Objective 1: In the post on the Mountain Folk, what sets the form of a Mountain Folk?
Objective 2: Write out the stretch of the post on the Mountain Folk from "Hmm, let me" through "people actually play.", swapping "narrative tools" for "story devices".

Source document:
◆ ◆ ◆ ◆ ◆ ◆ ◆

What are your versions of the People of Jade and Adamant?
Hmm, let me try to remember the exact details.
Firstly, and probably critically, they're de-PCised. Without the chains of "having to be constructed as a PC group despite the fact I've never even heard of anyone playing a Mountain Folk game", they can be built from the ground up to enable their use as interesting narrative tools for the games people actually play.
Secondly, and almost as importantly, they're de-dwarfised. Dwarves as a "separate race" can fuck right off. If I wanted bearded short hard drinking people in Exalted, I'll go and put some humans with the Small mutation (and Cosmetic (Female Beards)) in some area. Yes, even the mountain-dwelling bits of dwarves. LotR dwarves are humans in Exalted. And then we can have weird sects of humans living in Shogunate mines that they've turned into cities, keeping themselves separate from others, and if they and other people consider themselves a separate race, that's just good ol' racism. "Humans" in Exalted are way, way broader than most fantasy - so any legit non-human non-spirits need to be stranger and more distinctive. As it stands, the Mountain Folk really aren't that distinctive.
Thirdly, the "endless war in the darkness and without them Creation would be dooooooomed" aspect needs to go, too. It's one of those too-large, all-consuming things and thus should be attacked in the shower with a knife while memorable violin music plays. That means breaking the Darkbrood's role up into smaller bits, and that also means that the Mountain Folk can be much more Balkanised and vary by region. A GM can totally just drop a small city of Mountain Folk into their campaign as a
thing that's in the area without touching any greater plot or larger scale organisations.
(Also, as a 4th personal preference, any use of them as "lol lol lol Celestials have super-crafting mooks just waiting for you to show up" can fuck right off. I hate plot elements that basically only exist to hand free things to 'the glorious returning Solars' or 'the Alchemicals are here, here's lots of allies for them'. Any reworked Mountain Folk have to primarily stand alone as an independent plot element with any utility they provide strictly secondary at best.)
So, within those constraints you've got quite a way to go in whatever direction you like.
What I was leaning towards is the idea that, effectively, the "shape" of a Mountain Folk doesn't matter. They're almost a golem-race, so to speak; their form is set by their statue-body which their heart is placed in at 'birth'. They don't have a childhood - they're made in their adult form. And there's nothing about them which means they have to be humanoid. Sure, Mountain Folk made to interact with surface worlders are built to resemble statues of humans, but that's no more
them than the spider-like mining creatures who gnaw at the rock to extract gems. They're both, equally, Mountain Folk - because they're living statues animated by the heart which is a calcified fae.

◆ ◆ ◆ ◆ ◆ ◆ ◆

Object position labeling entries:
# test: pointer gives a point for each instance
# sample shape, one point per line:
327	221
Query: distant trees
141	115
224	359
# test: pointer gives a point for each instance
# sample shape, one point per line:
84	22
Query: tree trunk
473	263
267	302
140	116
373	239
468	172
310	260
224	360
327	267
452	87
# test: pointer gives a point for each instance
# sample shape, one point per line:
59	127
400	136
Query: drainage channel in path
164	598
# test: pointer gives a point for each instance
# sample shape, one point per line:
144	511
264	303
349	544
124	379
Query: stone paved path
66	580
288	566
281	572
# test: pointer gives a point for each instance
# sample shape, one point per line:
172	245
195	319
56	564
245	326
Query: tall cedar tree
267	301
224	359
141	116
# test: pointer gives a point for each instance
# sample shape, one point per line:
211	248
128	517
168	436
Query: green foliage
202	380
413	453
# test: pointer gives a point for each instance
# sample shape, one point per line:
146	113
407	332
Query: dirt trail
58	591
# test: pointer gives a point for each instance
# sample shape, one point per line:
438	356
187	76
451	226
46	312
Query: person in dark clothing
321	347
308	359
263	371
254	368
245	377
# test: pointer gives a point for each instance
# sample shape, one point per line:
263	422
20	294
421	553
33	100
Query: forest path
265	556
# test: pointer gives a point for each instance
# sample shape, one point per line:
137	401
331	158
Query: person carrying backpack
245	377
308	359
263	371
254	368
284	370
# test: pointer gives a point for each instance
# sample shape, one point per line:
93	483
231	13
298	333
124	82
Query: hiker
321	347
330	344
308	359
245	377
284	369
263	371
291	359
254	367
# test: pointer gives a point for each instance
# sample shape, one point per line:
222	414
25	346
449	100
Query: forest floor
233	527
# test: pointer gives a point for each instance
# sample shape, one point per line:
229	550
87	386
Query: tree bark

◆ ◆ ◆ ◆ ◆ ◆ ◆

Task response 1: Their form is set by their statue-body, which their heart is placed in at 'birth'.

Task response 2:
Hmm, let me try to remember the exact details.
Firstly, and probably critically, they're de-PCised. Without the chains of "having to be constructed as a PC group despite the fact I've never even heard of anyone playing a Mountain Folk game", they can be built from the ground up to enable their use as interesting story devices for the games people actually play.